> ASSIGNED TASK: Read through the records. Copy each line that has the word "hand".

[Opening MATERIAL FOR THIS EXERCISE section]

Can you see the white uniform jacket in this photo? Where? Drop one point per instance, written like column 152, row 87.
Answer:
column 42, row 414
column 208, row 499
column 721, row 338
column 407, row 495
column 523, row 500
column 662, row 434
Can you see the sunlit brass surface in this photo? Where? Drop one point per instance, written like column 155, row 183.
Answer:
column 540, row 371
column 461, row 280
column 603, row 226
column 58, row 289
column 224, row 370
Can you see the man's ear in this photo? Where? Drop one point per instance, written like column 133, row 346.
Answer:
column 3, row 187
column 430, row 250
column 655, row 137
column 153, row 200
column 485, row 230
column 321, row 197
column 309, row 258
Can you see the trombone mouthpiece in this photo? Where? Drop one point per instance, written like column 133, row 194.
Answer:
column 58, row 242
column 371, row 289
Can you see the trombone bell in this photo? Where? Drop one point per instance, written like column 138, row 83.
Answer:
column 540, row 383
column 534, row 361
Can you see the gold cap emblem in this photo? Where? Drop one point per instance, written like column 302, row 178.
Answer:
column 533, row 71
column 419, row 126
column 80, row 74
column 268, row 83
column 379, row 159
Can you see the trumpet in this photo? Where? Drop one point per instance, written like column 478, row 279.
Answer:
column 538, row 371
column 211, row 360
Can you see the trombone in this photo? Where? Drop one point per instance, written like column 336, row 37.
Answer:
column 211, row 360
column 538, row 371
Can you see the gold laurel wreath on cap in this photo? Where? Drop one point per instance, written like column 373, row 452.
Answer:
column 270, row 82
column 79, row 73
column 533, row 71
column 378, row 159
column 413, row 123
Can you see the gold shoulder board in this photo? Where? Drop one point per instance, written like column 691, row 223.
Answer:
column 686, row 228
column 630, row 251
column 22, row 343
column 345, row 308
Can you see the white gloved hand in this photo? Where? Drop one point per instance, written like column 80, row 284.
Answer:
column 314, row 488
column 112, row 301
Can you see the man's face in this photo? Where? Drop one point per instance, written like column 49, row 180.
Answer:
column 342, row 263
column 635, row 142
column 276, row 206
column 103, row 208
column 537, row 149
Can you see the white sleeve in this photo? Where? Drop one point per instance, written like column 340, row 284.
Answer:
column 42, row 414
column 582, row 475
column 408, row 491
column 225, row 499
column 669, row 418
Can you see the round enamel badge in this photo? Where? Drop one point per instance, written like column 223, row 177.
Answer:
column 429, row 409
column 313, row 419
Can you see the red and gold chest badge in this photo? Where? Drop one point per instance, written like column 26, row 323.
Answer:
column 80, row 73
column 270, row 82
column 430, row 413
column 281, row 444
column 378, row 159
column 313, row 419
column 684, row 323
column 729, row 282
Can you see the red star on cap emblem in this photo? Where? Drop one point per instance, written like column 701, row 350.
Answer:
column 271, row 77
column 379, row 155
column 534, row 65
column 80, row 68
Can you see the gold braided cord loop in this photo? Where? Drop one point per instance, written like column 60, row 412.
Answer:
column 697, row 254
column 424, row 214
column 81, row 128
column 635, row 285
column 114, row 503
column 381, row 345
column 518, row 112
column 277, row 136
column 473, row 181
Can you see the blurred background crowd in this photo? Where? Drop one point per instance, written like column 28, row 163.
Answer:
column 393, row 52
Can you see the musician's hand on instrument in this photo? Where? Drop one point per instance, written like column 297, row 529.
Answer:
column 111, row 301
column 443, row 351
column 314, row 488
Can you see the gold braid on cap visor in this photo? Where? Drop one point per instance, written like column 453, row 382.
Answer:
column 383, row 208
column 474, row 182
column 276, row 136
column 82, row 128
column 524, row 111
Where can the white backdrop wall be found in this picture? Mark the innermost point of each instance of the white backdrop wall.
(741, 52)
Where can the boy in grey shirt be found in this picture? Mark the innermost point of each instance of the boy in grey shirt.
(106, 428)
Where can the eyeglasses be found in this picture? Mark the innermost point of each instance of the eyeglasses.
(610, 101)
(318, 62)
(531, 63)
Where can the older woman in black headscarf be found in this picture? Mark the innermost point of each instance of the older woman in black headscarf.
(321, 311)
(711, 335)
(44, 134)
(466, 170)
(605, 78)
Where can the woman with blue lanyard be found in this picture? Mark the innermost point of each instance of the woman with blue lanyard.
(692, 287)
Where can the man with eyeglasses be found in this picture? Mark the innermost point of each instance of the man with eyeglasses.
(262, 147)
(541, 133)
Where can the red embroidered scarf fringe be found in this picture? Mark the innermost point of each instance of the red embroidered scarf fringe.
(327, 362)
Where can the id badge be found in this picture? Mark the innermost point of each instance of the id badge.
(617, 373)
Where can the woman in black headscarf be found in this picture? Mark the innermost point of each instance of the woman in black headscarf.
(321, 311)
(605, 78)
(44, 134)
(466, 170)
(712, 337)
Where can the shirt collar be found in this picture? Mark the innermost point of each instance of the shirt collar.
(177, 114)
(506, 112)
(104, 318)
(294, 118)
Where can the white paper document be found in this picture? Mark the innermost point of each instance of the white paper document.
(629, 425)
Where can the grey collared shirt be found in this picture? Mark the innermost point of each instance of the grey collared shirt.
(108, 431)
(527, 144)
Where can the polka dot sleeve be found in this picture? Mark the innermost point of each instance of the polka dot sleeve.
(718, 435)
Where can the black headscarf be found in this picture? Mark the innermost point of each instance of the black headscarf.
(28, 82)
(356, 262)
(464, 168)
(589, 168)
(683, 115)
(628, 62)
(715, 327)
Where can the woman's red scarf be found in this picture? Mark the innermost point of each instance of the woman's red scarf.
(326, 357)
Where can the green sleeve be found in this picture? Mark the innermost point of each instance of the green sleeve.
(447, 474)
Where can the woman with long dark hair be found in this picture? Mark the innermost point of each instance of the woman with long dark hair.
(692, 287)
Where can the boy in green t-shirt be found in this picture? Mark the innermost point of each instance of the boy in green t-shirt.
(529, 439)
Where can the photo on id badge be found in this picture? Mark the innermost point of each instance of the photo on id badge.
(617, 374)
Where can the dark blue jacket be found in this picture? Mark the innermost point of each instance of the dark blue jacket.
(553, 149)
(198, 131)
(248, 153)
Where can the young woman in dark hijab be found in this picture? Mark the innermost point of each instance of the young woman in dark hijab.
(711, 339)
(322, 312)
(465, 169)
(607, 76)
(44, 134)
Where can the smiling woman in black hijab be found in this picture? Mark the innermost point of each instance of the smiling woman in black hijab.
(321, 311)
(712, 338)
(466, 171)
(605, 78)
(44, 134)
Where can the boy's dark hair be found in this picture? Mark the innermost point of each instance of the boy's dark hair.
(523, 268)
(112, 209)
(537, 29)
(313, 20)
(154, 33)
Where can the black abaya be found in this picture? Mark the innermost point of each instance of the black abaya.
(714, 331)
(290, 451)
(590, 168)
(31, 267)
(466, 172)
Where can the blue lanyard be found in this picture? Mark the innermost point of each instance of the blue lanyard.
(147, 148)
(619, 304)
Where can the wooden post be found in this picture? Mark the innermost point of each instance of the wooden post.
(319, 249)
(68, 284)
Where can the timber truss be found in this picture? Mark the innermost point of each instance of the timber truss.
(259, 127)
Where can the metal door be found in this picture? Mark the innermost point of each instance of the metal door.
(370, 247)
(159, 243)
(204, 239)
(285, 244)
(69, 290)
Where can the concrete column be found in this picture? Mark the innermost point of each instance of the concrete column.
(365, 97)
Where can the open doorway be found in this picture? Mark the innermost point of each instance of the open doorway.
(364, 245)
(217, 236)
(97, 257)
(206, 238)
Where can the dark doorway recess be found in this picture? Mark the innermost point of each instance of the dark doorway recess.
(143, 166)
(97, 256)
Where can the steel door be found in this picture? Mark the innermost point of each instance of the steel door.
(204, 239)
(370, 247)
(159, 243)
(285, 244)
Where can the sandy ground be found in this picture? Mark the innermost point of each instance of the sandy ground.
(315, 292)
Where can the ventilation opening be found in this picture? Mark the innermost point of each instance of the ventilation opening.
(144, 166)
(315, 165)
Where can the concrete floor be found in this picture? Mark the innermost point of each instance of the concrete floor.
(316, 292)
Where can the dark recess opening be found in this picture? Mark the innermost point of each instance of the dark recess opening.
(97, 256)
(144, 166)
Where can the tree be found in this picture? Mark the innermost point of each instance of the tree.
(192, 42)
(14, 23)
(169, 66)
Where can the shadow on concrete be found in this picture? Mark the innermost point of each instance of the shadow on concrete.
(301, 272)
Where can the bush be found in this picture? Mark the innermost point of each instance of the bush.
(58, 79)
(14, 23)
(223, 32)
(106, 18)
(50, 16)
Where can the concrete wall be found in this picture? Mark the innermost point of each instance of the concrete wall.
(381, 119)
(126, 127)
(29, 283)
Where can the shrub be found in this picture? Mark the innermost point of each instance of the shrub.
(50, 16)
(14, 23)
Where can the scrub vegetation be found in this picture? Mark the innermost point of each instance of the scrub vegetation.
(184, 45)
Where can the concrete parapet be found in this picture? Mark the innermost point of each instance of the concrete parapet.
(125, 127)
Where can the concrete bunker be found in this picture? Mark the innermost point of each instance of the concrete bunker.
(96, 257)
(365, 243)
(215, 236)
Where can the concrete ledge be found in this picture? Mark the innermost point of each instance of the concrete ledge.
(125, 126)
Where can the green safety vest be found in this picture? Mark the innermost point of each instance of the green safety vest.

[Closing MATERIAL FOR THIS EXERCISE section]

> TASK RESPONSE:
Can you see the white gloved hand in this photo? Where? Drop one point per instance, written like column 80, row 284.
Can you see the musician's hand on instrument in this photo? Where? Drop one point per instance, written like column 297, row 529.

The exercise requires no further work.